Enunciado: Coloque todas as linhas do material abaixo numa lista JSON de strings, uma string por linha, e omita as linhas em branco. As imagens não devem constar da resposta.

Material apresentado:
——————

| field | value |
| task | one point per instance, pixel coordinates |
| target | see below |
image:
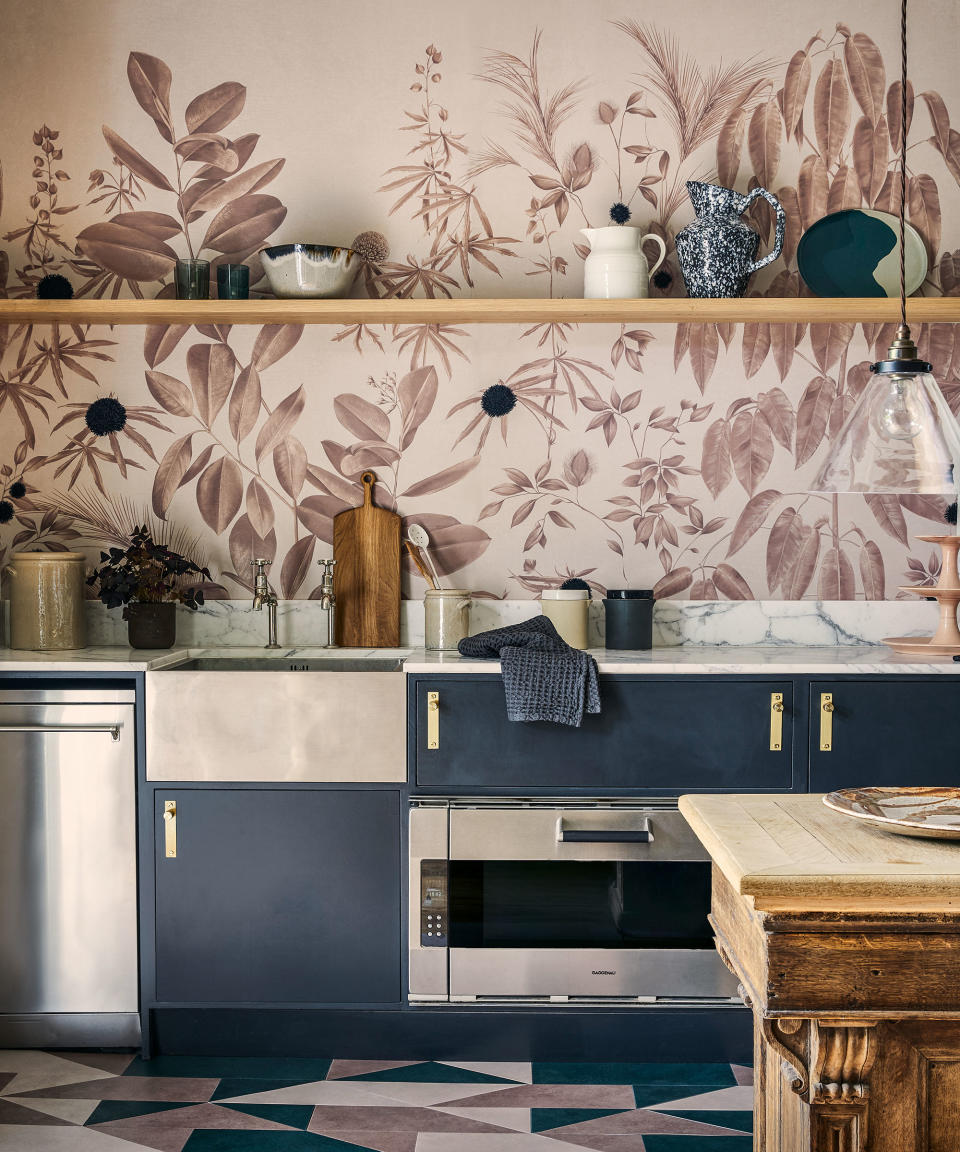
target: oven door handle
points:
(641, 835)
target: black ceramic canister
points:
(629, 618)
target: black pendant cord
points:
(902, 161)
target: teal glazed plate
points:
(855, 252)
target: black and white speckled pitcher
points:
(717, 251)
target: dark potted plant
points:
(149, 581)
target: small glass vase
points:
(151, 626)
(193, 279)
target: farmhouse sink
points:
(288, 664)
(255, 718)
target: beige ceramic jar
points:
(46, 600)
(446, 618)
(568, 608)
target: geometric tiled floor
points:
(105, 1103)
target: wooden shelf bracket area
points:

——————

Resolução da tarefa:
[
  "| field | value |",
  "| task | one point per instance, pixel coordinates |",
  "| target | see below |",
  "image:",
  "target: oven door handle",
  "points:",
  "(641, 835)",
  "target: black ceramic canister",
  "points:",
  "(629, 618)",
  "target: black pendant cord",
  "points:",
  "(902, 161)",
  "target: teal glazed plate",
  "points:",
  "(855, 252)",
  "target: black and white speckled pitcher",
  "points:",
  "(717, 251)",
  "target: dark potted plant",
  "points:",
  "(149, 581)",
  "target: small glass vase",
  "points:",
  "(151, 626)",
  "(193, 279)",
  "target: farmhouse sink",
  "points:",
  "(288, 664)",
  "(255, 718)",
  "target: beige ceramic jar",
  "points:",
  "(46, 600)",
  "(446, 618)",
  "(568, 608)",
  "target: geometric tiled floor",
  "points:",
  "(105, 1103)",
  "target: wooden shelf bracket area",
  "points:"
]